# INSTRUCTIONS TO FOLLOW
Write out exactly the lines running from the one with "the white buoy." to the end of the data, including both of those lines and excluding pictures.

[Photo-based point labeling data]
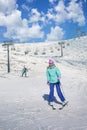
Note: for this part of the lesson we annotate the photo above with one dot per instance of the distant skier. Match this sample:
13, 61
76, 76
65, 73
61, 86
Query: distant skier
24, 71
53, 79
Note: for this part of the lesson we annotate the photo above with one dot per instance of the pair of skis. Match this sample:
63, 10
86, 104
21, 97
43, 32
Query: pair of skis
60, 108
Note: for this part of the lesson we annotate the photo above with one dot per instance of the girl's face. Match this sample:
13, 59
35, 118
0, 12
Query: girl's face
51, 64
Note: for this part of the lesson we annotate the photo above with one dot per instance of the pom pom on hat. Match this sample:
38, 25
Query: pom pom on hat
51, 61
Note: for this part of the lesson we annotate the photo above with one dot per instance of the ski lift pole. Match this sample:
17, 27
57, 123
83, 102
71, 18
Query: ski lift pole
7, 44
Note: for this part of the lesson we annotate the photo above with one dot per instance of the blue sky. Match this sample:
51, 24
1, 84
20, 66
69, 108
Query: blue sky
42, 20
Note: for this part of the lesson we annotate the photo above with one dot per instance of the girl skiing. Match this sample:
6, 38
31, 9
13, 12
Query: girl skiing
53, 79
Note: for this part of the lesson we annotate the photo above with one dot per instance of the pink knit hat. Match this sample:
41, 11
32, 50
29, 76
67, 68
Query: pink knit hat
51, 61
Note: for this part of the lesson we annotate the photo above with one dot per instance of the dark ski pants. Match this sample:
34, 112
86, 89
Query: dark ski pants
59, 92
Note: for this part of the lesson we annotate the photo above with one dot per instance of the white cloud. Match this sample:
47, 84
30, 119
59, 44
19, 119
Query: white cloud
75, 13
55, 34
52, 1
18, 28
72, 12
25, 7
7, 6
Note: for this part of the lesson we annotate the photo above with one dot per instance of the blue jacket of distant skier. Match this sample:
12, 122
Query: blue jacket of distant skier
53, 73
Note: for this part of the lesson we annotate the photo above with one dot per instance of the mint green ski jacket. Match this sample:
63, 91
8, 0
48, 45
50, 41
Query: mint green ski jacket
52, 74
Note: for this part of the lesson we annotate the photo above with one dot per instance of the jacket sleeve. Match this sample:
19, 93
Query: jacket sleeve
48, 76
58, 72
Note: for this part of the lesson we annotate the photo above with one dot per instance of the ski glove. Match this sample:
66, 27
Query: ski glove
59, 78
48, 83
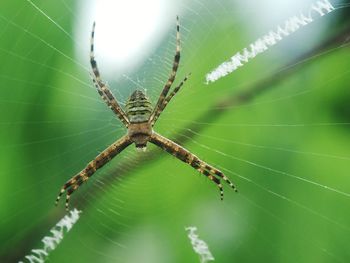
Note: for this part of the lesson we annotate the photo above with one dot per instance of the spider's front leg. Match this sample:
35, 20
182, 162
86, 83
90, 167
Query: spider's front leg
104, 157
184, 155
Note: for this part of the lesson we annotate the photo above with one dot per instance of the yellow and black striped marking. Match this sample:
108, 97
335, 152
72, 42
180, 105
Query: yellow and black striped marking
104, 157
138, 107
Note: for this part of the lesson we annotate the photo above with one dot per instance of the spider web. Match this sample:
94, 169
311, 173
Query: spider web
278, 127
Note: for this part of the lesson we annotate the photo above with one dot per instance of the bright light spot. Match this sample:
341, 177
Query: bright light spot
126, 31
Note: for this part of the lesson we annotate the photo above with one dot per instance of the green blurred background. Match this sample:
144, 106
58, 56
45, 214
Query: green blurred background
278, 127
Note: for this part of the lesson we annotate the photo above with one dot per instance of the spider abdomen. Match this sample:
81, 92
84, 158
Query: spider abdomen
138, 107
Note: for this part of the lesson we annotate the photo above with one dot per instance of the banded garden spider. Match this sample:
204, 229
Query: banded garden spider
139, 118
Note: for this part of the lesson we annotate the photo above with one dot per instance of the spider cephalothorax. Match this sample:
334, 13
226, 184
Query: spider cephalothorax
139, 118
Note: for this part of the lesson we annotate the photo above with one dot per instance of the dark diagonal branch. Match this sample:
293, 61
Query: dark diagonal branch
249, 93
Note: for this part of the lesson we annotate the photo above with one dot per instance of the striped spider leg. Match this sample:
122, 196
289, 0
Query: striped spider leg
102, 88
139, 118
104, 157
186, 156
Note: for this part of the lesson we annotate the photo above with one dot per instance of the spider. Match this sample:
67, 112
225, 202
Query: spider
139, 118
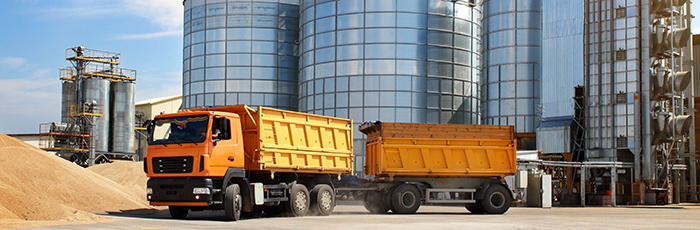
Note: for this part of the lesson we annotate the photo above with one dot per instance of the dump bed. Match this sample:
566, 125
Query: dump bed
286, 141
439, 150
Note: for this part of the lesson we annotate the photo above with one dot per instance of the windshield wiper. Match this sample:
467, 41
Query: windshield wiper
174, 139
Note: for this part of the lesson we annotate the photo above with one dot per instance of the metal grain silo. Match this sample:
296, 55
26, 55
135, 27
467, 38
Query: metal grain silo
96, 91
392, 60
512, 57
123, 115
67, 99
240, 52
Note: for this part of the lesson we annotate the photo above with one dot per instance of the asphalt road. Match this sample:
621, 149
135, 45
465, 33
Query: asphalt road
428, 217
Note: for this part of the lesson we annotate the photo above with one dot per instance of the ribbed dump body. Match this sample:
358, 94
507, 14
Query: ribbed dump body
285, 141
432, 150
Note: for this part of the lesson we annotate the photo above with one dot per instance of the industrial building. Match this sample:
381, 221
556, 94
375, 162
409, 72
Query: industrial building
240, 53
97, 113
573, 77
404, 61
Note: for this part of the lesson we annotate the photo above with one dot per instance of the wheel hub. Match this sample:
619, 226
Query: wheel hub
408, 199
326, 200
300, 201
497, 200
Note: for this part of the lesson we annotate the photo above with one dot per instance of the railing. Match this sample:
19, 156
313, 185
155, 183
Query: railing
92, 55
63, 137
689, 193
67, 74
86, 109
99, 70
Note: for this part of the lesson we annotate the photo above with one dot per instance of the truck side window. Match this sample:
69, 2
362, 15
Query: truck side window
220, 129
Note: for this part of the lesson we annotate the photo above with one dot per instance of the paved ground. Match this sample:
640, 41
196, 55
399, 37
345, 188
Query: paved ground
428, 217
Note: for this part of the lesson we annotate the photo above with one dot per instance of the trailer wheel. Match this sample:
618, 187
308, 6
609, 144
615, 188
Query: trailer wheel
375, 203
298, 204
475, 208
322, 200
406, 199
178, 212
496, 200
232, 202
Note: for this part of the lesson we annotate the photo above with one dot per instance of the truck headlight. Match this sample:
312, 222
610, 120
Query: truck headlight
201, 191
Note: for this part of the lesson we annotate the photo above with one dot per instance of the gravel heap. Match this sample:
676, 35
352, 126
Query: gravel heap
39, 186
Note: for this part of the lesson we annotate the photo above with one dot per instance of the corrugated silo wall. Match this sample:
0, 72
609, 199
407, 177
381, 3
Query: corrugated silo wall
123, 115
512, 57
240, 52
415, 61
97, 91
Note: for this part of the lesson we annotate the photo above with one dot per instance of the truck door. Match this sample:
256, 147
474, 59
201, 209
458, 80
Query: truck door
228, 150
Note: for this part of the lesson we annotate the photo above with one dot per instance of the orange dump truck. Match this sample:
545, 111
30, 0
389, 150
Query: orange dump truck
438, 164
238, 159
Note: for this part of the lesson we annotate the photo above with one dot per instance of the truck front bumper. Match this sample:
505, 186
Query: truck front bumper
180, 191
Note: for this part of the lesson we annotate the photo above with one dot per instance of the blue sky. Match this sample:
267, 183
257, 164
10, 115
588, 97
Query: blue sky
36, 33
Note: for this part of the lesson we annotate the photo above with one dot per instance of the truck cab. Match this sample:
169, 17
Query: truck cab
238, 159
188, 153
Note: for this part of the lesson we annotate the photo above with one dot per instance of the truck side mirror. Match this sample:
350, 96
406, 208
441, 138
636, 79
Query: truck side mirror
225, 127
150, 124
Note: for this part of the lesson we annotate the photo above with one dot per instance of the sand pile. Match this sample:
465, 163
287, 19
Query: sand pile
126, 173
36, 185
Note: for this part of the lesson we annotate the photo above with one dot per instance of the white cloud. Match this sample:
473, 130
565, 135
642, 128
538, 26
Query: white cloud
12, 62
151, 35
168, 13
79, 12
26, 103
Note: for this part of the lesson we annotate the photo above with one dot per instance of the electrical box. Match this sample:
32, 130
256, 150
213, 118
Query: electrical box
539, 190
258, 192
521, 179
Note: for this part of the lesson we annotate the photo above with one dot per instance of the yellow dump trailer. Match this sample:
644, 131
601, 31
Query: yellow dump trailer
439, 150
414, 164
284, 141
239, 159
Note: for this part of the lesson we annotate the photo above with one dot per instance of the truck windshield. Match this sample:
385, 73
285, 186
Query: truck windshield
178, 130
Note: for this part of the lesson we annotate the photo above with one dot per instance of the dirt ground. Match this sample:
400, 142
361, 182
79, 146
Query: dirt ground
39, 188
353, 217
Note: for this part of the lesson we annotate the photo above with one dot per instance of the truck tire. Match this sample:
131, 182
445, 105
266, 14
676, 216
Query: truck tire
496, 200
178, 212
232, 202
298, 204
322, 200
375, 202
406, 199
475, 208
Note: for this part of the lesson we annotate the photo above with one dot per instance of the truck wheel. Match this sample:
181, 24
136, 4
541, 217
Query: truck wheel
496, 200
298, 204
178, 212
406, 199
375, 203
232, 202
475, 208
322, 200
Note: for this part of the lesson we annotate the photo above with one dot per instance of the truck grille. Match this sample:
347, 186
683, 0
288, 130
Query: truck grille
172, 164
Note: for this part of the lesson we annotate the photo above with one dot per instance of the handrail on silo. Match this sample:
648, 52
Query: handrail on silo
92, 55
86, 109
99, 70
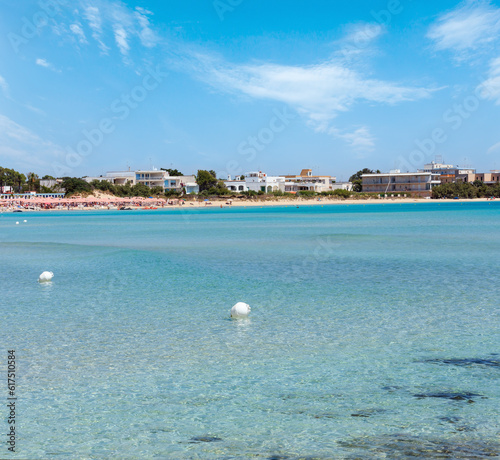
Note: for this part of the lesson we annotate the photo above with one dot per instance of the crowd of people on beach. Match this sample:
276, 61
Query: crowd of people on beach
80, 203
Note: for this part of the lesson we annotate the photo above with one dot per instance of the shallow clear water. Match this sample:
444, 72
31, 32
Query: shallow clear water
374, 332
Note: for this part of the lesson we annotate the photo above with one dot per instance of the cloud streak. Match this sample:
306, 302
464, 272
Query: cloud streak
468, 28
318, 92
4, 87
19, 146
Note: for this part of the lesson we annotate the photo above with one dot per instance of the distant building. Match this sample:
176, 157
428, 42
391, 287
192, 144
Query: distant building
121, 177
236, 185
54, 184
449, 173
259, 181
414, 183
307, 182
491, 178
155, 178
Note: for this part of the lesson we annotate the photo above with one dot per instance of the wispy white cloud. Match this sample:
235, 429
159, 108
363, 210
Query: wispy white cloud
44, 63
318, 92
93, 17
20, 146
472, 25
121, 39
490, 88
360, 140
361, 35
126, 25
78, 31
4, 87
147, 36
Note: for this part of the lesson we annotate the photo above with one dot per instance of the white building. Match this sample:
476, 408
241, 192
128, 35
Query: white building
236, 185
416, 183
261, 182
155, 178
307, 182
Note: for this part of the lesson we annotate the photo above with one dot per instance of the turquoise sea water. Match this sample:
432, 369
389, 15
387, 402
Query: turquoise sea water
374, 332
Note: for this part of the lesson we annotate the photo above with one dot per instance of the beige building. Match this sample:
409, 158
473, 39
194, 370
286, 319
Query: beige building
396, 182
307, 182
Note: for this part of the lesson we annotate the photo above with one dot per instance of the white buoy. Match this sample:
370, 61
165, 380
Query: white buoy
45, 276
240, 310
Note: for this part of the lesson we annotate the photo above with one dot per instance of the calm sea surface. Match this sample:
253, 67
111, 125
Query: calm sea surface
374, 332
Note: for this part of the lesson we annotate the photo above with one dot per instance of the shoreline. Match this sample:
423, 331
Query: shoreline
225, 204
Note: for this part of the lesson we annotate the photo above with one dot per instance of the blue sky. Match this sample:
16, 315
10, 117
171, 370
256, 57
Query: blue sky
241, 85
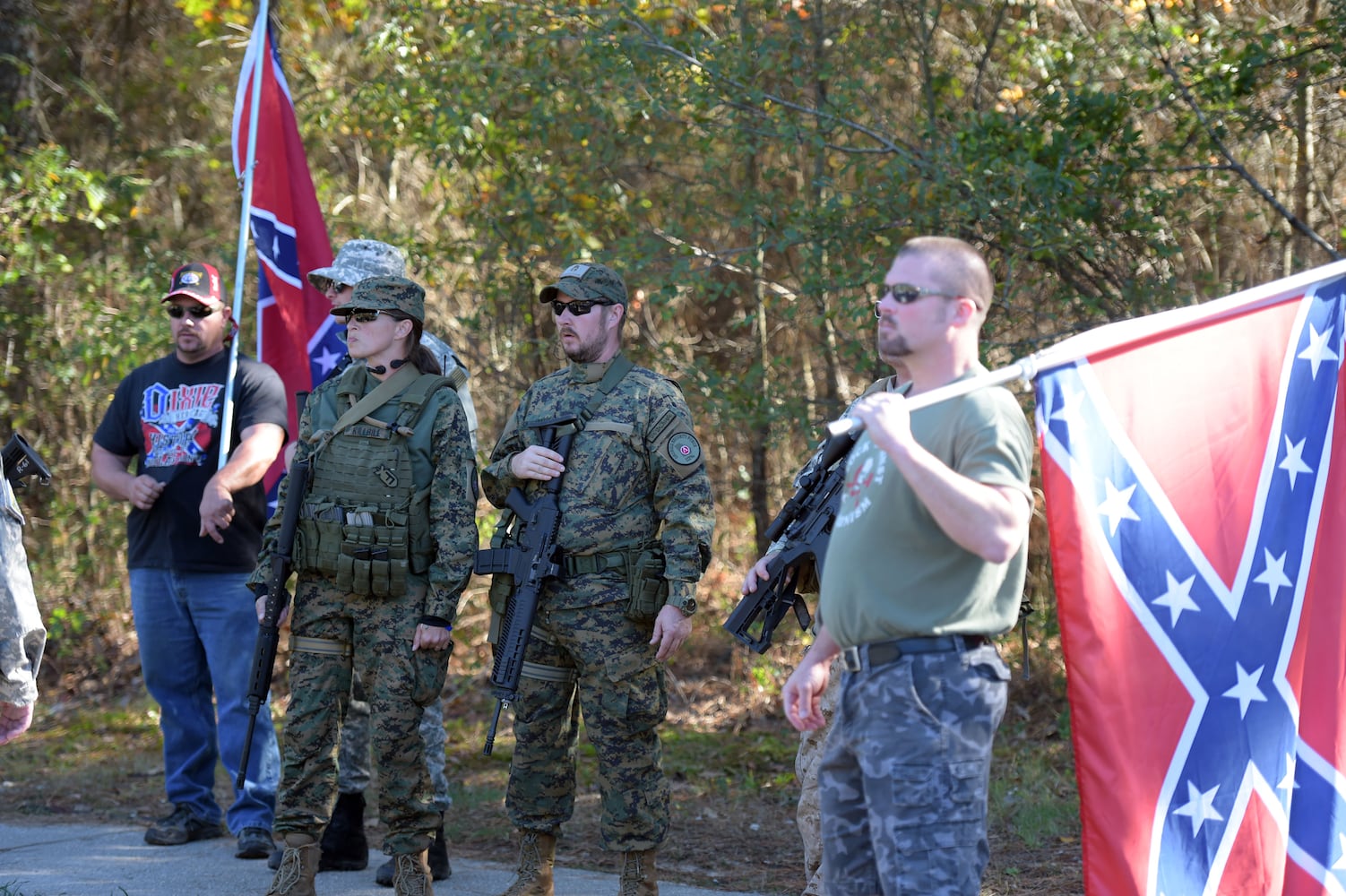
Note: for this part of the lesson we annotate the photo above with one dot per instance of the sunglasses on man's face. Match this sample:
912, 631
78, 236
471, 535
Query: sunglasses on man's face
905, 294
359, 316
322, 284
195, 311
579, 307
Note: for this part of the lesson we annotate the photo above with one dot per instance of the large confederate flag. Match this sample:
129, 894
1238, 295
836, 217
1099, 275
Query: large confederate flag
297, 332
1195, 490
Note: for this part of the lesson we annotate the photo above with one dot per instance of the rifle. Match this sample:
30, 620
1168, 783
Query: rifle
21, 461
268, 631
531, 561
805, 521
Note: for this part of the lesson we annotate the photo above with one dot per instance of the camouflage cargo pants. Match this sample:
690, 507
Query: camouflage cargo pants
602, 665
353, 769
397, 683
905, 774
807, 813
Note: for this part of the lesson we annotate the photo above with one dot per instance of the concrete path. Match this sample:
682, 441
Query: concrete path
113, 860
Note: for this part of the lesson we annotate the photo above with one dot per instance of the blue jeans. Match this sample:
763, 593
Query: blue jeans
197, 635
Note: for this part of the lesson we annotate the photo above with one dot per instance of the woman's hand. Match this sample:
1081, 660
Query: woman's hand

# FINISHED TASK
Note: for this part of the lesson we annotate the photo above with one dot per instance of the white buoy. Match this sample:
370, 61
165, 380
Query: white buoy
45, 276
240, 310
Note: for this part of the lesson we annotate the photo above with one dot per instance of the calm sea surface. Match this sample:
253, 67
111, 125
Query: calm sea surface
374, 332
Note: for this part of the lesson we annotate the photo above with one dot per instance of the shoreline. Match this sample:
423, 331
Query: shoreline
225, 204
Note: for this part of the lesson we annotate the photo above with one dot per instance of the blue sky. Match this sample:
16, 315
10, 117
171, 370
256, 57
Query: blue sky
241, 85
Note: for this part of the lesson we annotate the photo above with one dot per instance of the sunglasses on man's face. Match this sample:
912, 631
78, 236
471, 535
Query: sunglasses on man's face
905, 294
359, 316
322, 284
195, 311
579, 307
Note: for this part of the lesson we annotate the photo above with one dot per instance of the large confederate flag. Match this sample:
129, 894
1238, 295
836, 217
1099, 275
Query: large confederate flag
297, 332
1195, 490
Note: for this part of the lesson we annotate the photo above with one dot per instance of the rifle. Match this sample:
30, 620
1168, 783
Query: rifle
21, 461
268, 631
531, 561
805, 521
Note: for this part of the lesson we annotate the photo above with one dot per instance of the camouflage cargo pants. Match this sample:
690, 507
Query: camouflage cargo pants
602, 665
353, 769
397, 683
905, 774
807, 813
Note: for this part of the lesson we annotate the photo above with one dot per instance of the concrete path. Match this sample:
682, 441
Query: concrete path
113, 860
Note: for this part of the lesson we annotate the photo above with one dot per instance of the blue jeans. Match this sample:
763, 593
Query: blue jeans
197, 635
Note: for this part of the lesson we annotate the photo above with one dot per instance of the woman's hand. Match this sample:
1081, 660
Query: woman's hand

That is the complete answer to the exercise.